--- EXTRACTED MATERIAL ---

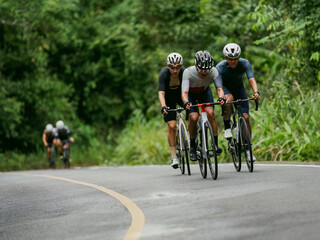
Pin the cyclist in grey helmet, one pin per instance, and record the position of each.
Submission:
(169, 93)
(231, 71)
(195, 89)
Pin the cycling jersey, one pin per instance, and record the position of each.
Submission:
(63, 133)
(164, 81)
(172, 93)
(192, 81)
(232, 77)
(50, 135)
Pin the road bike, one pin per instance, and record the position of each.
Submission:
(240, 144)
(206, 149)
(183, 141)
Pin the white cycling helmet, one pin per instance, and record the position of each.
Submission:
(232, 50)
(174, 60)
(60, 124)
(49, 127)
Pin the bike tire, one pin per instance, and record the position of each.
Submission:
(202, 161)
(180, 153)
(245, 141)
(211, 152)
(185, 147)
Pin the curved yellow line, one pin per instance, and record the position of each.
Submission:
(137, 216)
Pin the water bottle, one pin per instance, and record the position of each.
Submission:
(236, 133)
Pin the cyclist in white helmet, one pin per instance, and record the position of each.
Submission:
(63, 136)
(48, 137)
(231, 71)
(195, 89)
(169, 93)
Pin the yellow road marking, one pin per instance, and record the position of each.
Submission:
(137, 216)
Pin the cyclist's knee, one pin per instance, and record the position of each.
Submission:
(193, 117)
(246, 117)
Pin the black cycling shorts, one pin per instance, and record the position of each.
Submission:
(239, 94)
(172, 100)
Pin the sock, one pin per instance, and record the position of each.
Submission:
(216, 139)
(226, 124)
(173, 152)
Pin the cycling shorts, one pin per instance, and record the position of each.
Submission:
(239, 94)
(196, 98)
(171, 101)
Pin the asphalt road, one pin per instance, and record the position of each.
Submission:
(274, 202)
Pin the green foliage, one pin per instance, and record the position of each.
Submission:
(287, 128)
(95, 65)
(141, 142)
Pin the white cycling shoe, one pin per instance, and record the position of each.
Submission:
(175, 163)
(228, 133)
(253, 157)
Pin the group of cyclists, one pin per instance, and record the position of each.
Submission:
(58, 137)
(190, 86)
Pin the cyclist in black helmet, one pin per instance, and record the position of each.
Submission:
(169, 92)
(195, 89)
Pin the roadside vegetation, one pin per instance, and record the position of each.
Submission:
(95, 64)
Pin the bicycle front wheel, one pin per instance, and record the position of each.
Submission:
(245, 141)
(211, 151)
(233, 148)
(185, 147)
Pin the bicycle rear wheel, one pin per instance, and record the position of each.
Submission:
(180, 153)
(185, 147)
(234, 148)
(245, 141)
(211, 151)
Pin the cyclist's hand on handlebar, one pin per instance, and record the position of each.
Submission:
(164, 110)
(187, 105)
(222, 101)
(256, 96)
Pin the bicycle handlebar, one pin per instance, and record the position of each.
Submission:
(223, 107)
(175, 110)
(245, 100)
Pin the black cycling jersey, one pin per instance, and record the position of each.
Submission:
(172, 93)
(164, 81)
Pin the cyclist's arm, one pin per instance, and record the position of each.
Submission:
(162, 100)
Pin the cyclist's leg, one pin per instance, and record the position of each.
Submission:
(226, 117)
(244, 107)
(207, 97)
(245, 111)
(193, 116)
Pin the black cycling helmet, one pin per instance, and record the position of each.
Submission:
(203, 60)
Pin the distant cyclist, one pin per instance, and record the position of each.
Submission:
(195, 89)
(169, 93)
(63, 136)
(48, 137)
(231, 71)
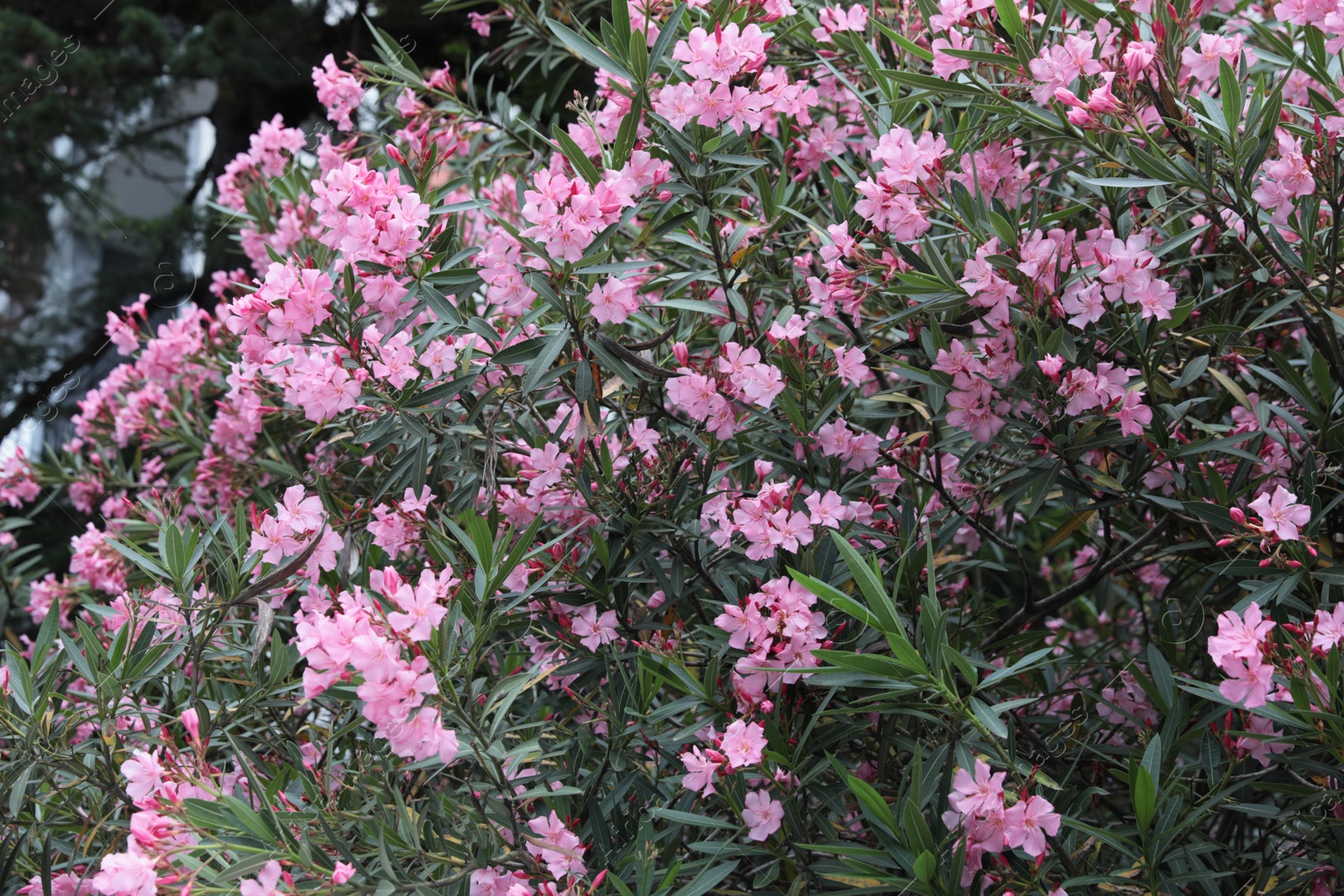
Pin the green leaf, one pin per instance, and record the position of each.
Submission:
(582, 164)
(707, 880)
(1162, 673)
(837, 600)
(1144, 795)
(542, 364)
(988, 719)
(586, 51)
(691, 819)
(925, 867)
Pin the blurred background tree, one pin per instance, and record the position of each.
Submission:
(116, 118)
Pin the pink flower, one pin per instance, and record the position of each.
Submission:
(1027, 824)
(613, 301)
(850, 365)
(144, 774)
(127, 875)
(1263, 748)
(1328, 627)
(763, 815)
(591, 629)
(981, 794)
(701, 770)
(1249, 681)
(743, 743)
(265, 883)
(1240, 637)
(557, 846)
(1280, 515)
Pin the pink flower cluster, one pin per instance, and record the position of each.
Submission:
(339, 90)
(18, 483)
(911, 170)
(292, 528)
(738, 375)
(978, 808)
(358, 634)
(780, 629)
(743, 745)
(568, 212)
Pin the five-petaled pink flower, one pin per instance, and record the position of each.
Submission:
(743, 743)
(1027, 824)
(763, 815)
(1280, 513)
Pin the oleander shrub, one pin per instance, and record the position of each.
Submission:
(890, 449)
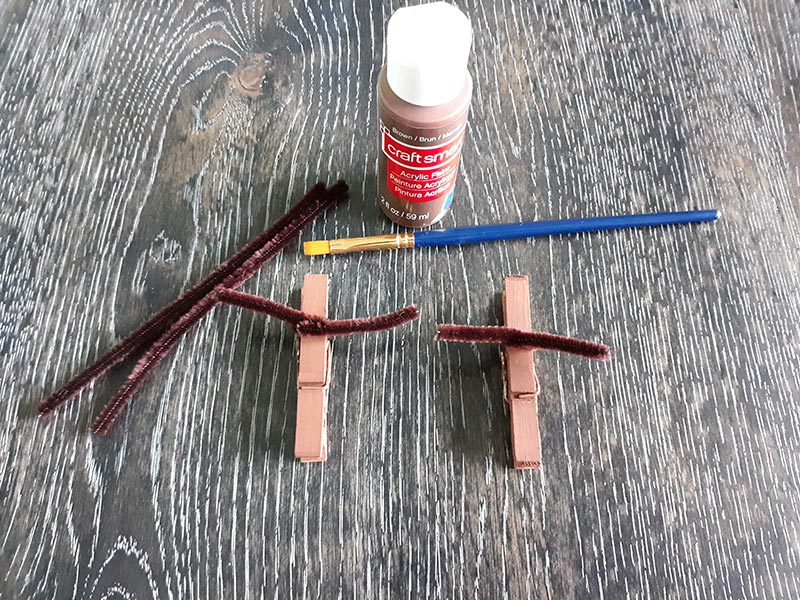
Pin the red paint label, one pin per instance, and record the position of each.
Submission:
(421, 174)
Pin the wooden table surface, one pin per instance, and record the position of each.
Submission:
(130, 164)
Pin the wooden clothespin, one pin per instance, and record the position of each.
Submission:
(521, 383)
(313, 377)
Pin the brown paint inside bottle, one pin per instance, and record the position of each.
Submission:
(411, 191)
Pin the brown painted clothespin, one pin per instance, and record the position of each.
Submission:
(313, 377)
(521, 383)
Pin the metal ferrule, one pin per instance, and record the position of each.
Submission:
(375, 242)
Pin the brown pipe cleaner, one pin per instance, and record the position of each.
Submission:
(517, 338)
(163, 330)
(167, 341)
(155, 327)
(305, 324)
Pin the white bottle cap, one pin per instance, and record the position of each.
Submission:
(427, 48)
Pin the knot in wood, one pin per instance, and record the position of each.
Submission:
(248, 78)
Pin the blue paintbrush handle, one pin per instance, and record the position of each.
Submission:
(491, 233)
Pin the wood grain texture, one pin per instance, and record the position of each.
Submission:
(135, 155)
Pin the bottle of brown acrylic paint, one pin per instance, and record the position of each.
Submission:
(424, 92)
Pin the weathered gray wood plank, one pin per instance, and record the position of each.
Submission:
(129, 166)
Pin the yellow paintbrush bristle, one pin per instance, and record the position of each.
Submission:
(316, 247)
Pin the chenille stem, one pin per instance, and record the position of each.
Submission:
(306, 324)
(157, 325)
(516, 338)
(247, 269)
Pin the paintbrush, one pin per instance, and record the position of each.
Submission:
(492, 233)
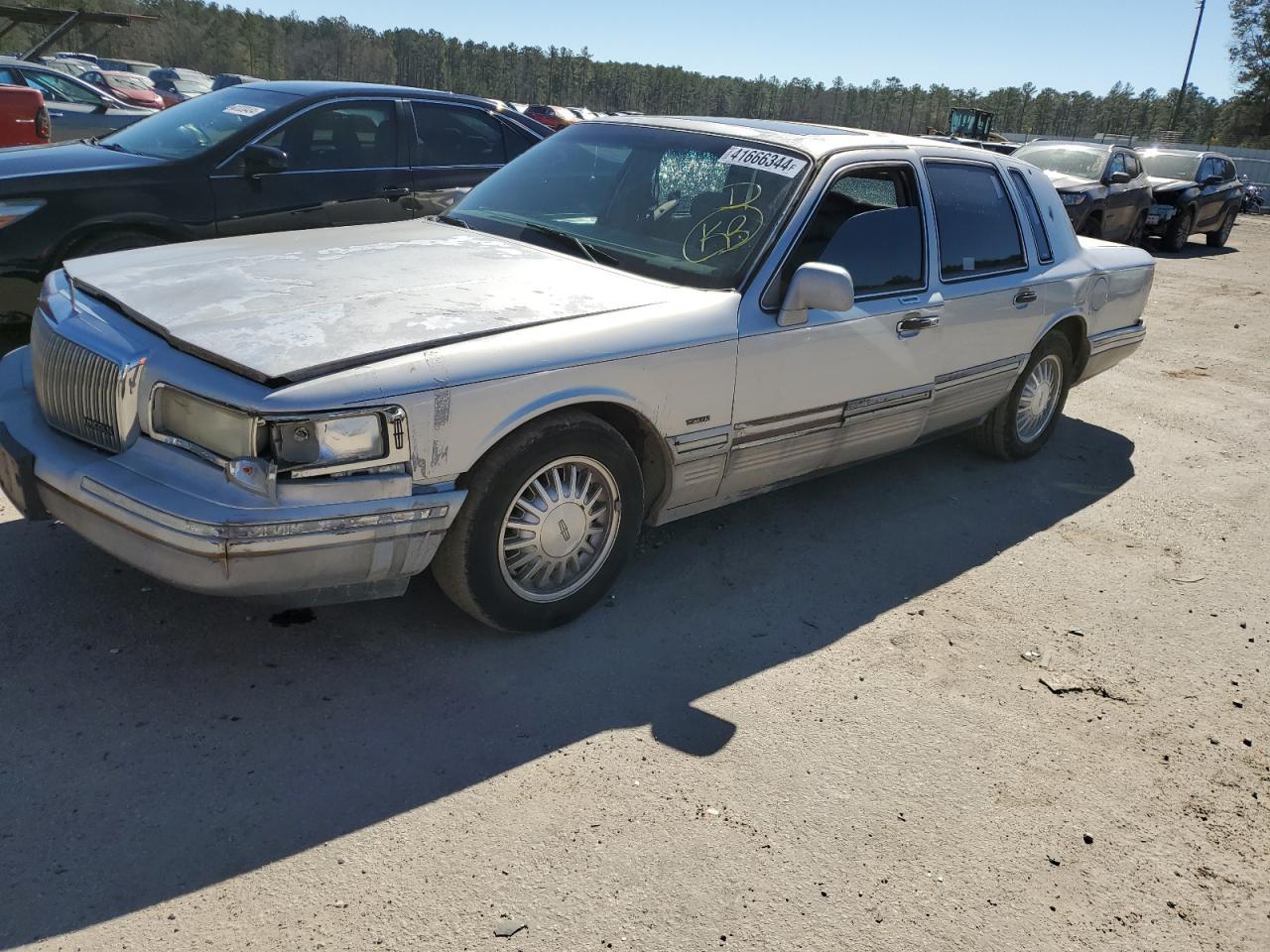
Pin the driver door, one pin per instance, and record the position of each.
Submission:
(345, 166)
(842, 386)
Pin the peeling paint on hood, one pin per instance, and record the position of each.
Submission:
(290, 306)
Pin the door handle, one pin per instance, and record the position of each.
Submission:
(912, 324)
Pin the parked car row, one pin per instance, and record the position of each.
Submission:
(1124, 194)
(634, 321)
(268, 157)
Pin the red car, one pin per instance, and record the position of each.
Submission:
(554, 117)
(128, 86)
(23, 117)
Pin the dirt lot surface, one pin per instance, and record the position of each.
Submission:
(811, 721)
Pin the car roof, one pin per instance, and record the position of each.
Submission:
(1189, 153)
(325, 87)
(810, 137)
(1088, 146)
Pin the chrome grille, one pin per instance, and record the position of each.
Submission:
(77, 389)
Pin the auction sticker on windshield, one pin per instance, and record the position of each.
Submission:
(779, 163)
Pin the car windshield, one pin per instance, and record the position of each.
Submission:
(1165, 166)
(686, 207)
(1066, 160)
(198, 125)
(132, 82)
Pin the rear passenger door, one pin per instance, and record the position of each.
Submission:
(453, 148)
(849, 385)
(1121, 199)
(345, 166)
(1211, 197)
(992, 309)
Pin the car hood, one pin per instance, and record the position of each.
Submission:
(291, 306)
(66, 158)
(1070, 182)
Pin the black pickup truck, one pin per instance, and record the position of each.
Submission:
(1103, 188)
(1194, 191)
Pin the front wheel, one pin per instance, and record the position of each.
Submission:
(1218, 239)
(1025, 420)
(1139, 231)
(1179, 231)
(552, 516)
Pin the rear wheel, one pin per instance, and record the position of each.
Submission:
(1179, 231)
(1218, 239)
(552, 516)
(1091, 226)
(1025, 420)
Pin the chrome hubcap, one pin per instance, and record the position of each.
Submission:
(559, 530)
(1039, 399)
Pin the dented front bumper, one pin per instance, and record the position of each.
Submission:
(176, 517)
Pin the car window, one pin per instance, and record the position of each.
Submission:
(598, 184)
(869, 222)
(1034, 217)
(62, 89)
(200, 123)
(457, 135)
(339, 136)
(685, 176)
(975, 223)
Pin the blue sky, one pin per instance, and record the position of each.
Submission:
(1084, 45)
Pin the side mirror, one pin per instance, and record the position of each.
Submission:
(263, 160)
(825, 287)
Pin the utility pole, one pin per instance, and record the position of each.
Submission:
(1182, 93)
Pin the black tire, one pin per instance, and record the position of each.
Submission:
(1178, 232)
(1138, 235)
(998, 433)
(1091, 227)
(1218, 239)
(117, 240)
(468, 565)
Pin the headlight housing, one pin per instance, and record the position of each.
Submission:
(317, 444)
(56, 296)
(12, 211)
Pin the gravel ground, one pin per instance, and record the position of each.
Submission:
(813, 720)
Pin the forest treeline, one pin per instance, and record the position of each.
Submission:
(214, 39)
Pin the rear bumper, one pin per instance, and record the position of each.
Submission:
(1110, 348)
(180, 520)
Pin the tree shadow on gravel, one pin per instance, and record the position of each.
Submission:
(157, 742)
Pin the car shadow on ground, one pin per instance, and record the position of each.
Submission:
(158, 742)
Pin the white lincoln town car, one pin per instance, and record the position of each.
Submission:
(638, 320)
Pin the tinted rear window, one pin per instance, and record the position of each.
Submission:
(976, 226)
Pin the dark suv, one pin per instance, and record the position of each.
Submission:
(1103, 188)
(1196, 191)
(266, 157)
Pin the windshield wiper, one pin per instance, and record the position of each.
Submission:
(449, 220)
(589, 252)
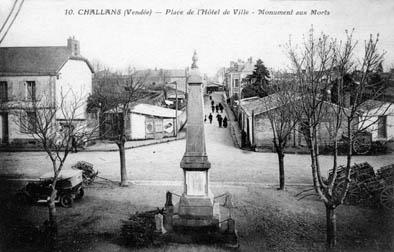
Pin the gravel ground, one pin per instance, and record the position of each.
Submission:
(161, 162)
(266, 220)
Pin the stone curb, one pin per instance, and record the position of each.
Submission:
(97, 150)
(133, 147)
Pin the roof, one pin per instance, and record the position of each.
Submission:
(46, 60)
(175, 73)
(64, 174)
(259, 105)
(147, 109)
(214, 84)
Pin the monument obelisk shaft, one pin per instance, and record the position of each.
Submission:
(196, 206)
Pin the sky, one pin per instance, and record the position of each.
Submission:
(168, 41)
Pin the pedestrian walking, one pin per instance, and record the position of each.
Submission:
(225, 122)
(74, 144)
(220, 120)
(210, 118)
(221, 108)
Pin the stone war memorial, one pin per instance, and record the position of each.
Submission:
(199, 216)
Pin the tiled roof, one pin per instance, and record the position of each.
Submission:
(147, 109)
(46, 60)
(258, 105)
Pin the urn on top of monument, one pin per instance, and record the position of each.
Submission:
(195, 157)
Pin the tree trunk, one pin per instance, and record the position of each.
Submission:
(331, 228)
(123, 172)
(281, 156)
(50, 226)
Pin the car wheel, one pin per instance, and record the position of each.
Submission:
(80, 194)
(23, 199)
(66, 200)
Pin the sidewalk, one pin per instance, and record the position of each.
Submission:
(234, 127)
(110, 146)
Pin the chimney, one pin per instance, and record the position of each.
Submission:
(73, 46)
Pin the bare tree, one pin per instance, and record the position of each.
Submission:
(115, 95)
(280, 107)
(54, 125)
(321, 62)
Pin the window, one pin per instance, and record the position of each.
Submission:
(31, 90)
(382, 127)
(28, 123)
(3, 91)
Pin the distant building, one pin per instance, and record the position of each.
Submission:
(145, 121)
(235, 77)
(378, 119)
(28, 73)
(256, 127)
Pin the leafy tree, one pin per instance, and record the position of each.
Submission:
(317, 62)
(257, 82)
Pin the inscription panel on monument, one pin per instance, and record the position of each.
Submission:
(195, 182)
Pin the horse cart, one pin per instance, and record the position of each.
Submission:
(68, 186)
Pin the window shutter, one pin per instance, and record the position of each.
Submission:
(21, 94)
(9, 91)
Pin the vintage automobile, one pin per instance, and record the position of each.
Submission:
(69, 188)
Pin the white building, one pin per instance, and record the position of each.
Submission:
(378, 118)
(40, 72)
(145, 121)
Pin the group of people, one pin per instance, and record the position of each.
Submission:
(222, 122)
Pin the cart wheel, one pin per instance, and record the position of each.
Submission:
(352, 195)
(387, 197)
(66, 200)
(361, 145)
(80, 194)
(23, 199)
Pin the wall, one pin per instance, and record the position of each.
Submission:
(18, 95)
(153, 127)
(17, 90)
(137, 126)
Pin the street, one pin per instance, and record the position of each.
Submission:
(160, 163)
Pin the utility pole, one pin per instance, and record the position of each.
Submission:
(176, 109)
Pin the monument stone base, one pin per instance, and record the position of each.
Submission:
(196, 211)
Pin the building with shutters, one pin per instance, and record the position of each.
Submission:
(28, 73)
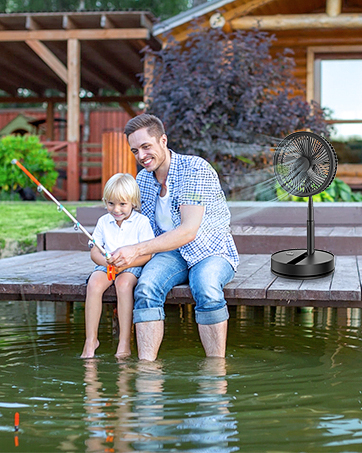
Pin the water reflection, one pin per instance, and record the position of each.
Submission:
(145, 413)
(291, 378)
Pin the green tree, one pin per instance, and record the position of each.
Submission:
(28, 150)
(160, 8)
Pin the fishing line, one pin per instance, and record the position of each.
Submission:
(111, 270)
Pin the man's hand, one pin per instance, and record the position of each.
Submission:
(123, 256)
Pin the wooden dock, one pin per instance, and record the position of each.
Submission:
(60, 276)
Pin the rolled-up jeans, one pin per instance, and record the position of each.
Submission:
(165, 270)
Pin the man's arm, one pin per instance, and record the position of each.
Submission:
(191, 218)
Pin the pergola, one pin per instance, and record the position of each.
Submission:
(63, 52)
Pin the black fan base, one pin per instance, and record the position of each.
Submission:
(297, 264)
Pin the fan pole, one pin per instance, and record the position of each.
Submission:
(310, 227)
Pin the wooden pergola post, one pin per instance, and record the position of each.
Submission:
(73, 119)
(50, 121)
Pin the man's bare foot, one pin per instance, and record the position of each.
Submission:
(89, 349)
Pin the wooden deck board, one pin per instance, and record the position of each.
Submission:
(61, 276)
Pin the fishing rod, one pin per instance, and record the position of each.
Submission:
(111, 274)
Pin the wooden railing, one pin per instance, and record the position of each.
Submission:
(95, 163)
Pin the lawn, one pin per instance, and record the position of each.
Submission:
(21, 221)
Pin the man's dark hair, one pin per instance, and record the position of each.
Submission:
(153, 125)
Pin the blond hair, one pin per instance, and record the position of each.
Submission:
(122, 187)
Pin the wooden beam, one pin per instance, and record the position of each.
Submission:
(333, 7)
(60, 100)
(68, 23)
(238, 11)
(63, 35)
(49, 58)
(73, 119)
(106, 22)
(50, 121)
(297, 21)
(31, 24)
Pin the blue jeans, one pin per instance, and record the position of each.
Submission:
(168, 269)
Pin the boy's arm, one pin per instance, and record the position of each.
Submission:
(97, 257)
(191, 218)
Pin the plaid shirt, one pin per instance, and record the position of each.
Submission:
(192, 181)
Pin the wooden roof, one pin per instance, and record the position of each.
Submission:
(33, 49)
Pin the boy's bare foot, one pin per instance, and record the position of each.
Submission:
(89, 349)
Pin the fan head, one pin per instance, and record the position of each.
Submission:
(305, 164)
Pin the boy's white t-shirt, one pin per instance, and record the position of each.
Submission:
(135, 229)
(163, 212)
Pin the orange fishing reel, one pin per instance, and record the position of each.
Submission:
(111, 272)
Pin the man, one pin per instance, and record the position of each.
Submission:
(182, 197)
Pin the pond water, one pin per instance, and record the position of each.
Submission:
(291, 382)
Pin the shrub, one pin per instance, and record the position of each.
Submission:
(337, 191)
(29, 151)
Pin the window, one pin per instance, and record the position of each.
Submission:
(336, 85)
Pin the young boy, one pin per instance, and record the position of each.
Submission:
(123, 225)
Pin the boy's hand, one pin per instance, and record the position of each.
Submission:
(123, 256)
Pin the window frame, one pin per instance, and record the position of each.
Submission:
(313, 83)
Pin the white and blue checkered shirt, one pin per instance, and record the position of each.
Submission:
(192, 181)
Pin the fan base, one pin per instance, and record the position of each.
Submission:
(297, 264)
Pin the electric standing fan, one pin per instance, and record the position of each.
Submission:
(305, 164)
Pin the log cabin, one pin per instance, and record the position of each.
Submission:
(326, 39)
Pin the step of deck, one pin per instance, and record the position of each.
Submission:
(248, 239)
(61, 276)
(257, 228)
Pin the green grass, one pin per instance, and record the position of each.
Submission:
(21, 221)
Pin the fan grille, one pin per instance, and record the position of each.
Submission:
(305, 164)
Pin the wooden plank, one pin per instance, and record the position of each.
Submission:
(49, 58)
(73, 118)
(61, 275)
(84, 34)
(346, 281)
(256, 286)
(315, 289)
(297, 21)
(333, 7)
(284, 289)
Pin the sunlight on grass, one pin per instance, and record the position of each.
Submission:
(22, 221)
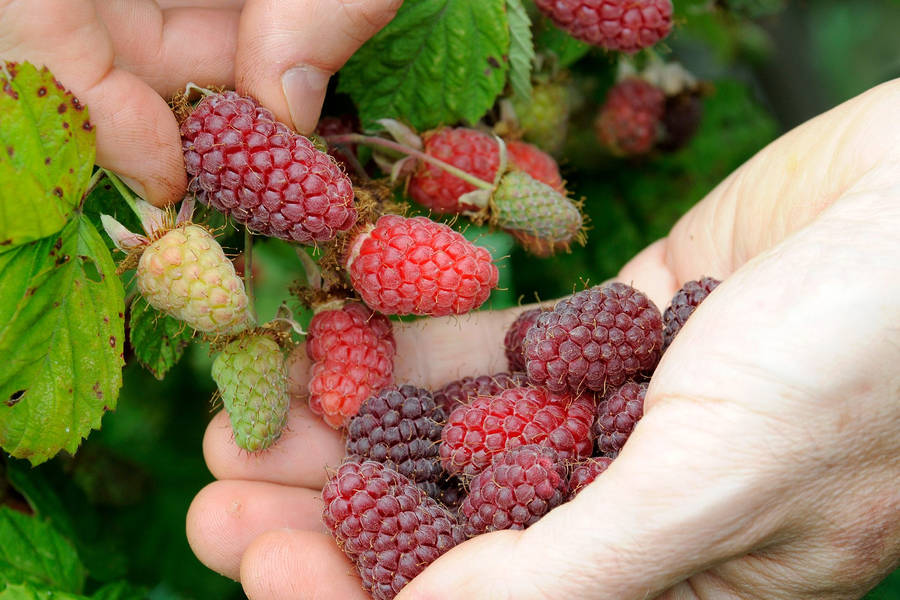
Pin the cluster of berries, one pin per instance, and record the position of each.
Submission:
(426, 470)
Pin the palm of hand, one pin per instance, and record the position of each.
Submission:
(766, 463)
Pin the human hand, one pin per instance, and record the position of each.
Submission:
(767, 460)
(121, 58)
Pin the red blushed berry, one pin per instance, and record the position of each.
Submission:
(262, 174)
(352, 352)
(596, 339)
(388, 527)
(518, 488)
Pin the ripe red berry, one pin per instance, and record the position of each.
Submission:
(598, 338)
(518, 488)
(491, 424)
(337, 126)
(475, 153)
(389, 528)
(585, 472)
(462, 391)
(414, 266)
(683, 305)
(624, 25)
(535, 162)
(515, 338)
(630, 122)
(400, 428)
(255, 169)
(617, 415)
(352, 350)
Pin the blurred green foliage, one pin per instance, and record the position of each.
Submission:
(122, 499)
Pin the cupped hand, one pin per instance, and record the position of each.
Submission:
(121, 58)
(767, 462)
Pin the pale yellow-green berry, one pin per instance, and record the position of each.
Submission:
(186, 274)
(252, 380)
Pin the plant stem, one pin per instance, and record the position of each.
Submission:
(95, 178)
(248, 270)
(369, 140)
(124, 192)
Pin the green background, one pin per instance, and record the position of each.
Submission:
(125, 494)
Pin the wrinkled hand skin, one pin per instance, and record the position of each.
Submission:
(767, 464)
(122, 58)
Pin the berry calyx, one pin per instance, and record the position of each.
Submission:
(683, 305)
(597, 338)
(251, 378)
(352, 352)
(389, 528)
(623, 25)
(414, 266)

---

Search the data for "plank". Copy every matching line.

Pin the weathered gray wood plank, one pin per instance, and record the position of each.
Pin the wooden plank, one pin per instance, and record the position of each.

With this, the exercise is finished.